§ Given passage
****************

Kick-Ass

Review by Matt Bochenski @MattLWLies

Directed by

Matthew Vaughn

Starring

Aaron Taylor-Johnson Chloë Grace Moretz Nicolas Cage

Anticipation.

Emerged from relative obscurity with a sneak peak that sent the crowds crazy at Comic-Con in 2009.

Enjoyment.

Sexy, violent, sharply scripted and brilliantly performed, Kick-Ass is a breath of fresh air.

In Retrospect.

With Edgar Wright’s Scott Pilgrim on the way later this year, Kick-Ass may be a harbinger of things to come.

Sexy, violent, sharply scripted and brilliantly performed, Matthew Vaughn’s comic book romp is a breath of fresh air.

It wasn’t a dying planet that created the superhero. It was rage and frustration, displacement and anxiety, inadequacy and fear. The comic-book was a fortress of solitude, but Ellis Island – not Krypton – was its spiritual home; the gateway to America for a generation of immigrants whose sons would reinvent themselves in the rippling red capes of extraordinary men.

But panel by panel, hero by hero, movie by movie, the fantasy of power has become a reality for the comic-book industry. In the last decade, as its mutation has been fuelled by the super serum of box office dollars, those artists and writers who imagined the world of tomorrow have been replaced by studio executives fixated on today.

They have given us the Golden Age of comic-book adaptations, but the factory franchises of Marvel and DC are no longer the creative engines of the comic-book community. Independent comics have emerged, providing a platform for characters and ideas unmoored from the mainstream.

Slowly, both the publishers and the film studios have come to realise that there is an appetite for comic-book cinema beyond the costumed crusader. But the superhero remains the preserve of the big budget blockbuster. Like the characters themselves, the independent superhero movie remained a figment of the imagination – an impossibility. Until now.

****************

§ Material
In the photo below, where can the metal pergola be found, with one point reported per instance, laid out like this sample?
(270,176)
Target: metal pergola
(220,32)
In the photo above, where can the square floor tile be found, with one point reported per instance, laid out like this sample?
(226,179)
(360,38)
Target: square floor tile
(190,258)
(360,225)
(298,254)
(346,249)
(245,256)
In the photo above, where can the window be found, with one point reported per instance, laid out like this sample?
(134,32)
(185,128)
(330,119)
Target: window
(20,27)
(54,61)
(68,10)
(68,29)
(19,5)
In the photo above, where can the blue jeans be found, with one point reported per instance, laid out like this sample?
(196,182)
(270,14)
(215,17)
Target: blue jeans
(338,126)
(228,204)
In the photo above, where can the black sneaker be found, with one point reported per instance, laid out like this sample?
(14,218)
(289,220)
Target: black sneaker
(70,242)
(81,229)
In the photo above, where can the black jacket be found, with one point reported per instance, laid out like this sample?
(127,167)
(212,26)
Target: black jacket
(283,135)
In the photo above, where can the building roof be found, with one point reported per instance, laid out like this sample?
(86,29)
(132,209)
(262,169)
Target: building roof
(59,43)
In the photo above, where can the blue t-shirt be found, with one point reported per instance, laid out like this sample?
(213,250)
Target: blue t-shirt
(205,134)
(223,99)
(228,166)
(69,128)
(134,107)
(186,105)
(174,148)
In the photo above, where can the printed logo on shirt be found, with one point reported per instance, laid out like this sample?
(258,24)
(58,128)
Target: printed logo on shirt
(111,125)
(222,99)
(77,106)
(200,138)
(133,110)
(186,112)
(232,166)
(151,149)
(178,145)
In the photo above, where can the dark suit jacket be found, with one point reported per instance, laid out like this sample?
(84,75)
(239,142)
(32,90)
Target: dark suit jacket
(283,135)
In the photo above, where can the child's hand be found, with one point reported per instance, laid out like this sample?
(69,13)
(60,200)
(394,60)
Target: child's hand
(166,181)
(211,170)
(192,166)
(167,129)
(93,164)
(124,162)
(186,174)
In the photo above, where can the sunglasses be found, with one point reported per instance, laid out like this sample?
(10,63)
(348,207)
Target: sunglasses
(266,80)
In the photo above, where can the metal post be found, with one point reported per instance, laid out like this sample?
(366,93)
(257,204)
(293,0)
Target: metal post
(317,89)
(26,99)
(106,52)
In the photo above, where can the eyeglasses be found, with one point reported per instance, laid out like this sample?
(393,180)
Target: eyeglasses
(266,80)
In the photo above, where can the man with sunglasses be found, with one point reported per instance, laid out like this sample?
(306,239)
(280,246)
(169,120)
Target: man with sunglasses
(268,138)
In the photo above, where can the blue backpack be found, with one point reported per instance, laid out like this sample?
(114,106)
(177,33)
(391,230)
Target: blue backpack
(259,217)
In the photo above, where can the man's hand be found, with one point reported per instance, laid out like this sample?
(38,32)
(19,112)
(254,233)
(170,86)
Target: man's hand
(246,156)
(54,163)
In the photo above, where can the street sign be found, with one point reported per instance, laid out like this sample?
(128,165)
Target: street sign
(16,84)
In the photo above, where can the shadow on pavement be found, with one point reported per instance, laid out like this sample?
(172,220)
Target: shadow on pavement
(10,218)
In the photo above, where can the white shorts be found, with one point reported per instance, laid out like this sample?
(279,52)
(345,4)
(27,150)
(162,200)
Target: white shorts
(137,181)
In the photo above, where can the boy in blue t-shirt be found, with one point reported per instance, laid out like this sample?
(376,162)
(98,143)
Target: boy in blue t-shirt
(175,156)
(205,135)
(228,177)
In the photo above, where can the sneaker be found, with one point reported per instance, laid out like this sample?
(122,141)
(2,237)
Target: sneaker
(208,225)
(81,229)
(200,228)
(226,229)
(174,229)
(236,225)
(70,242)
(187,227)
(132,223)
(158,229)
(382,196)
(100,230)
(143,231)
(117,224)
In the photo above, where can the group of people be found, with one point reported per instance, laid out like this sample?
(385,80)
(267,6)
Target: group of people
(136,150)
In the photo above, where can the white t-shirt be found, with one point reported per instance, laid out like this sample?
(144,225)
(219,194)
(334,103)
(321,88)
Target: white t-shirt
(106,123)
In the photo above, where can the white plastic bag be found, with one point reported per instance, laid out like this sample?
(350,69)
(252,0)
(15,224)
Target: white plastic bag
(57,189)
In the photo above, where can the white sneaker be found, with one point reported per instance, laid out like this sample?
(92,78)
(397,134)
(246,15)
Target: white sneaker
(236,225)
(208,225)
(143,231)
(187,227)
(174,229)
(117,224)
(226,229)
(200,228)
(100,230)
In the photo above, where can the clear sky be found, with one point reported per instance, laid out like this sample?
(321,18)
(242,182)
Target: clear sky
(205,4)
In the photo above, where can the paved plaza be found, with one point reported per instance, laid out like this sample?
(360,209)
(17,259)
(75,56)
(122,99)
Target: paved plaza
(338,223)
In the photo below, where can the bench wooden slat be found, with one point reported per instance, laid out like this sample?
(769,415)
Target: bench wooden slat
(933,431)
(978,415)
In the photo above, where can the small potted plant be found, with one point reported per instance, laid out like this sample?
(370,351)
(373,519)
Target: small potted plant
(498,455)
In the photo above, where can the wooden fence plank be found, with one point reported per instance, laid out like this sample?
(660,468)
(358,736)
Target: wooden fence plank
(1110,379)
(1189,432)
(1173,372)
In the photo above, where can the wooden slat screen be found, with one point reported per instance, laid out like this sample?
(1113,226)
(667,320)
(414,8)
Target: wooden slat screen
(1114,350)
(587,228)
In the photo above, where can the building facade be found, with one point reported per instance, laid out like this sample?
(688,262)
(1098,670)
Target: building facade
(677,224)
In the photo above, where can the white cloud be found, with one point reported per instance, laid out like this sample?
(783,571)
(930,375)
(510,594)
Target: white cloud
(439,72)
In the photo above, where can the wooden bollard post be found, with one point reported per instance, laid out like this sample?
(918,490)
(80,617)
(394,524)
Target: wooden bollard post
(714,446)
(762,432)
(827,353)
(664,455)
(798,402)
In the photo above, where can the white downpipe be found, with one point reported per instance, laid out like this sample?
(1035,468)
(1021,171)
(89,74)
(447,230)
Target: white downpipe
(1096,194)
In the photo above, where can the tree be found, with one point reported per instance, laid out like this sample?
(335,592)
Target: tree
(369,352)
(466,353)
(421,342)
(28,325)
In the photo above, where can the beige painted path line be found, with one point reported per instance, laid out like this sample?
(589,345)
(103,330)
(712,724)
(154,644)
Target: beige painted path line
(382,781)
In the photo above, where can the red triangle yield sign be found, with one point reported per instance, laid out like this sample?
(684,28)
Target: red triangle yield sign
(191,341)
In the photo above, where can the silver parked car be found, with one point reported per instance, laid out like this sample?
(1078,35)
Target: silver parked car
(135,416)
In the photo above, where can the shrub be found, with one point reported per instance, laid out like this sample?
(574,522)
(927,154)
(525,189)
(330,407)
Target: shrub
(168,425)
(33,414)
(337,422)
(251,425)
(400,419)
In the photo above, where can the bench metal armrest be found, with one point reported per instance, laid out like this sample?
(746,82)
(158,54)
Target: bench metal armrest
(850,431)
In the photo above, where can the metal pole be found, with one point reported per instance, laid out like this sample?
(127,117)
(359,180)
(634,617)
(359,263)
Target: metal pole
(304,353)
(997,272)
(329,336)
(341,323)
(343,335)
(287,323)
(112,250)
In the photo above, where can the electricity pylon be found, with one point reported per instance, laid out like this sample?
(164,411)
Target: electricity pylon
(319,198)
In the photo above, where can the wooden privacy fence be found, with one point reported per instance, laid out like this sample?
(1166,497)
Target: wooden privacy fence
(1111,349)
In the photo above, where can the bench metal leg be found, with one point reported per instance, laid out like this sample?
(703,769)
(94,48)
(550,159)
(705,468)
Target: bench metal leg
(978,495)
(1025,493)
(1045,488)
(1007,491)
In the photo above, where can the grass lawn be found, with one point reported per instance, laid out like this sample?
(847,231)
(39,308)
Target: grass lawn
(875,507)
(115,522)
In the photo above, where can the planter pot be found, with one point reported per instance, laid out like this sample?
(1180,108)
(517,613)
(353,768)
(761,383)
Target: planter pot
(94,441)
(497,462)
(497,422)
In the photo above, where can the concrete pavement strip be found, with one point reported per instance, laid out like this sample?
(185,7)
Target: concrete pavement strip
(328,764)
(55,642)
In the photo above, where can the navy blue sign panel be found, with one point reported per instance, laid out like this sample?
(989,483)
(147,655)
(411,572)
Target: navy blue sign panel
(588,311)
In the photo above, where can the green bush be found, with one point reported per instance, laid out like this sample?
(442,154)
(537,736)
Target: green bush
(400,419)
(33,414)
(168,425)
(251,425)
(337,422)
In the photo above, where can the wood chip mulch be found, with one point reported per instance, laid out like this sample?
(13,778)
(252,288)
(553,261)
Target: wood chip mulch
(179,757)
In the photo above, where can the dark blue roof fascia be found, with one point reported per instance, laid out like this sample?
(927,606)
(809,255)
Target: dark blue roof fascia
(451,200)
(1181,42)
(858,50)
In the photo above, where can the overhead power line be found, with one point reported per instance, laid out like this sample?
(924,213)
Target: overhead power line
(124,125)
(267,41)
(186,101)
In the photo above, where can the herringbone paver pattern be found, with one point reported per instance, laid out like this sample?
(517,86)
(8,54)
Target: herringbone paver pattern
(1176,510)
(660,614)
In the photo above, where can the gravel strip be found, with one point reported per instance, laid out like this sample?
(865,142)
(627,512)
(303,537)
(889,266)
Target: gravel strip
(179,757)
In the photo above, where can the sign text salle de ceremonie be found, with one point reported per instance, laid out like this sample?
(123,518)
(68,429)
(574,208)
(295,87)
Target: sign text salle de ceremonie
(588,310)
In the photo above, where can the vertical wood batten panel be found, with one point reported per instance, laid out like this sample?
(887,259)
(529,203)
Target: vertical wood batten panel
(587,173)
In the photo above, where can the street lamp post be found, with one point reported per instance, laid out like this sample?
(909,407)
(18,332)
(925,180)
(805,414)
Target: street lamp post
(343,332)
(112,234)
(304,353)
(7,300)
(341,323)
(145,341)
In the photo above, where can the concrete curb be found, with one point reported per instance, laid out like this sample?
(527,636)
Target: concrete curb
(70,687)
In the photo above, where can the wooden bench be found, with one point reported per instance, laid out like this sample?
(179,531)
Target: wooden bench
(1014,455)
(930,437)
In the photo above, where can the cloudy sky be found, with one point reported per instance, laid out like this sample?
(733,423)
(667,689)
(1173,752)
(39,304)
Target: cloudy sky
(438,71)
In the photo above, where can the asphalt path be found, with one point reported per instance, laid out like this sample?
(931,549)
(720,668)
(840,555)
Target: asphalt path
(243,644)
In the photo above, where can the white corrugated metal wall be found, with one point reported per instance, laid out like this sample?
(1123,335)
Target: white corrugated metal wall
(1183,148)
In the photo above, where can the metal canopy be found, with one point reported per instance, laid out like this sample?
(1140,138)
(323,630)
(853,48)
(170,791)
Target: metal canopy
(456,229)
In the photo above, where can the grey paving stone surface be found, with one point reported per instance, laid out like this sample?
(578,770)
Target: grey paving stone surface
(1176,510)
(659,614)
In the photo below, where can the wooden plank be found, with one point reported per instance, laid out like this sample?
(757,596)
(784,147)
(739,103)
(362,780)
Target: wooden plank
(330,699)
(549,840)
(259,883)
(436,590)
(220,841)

****************

§ Tasks for this exercise
A - Name every actor listed under "Starring" in the Kick-Ass review.
B - Reproduce word for word the part of the Kick-Ass review starting at "It wasn’t a" and ending at "fixated on today.".

§ Response list
A - Aaron Taylor-Johnson, Chloë Grace Moretz, Nicolas Cage

B -
It wasn’t a dying planet that created the superhero. It was rage and frustration, displacement and anxiety, inadequacy and fear. The comic-book was a fortress of solitude, but Ellis Island – not Krypton – was its spiritual home; the gateway to America for a generation of immigrants whose sons would reinvent themselves in the rippling red capes of extraordinary men.

But panel by panel, hero by hero, movie by movie, the fantasy of power has become a reality for the comic-book industry. In the last decade, as its mutation has been fuelled by the super serum of box office dollars, those artists and writers who imagined the world of tomorrow have been replaced by studio executives fixated on today.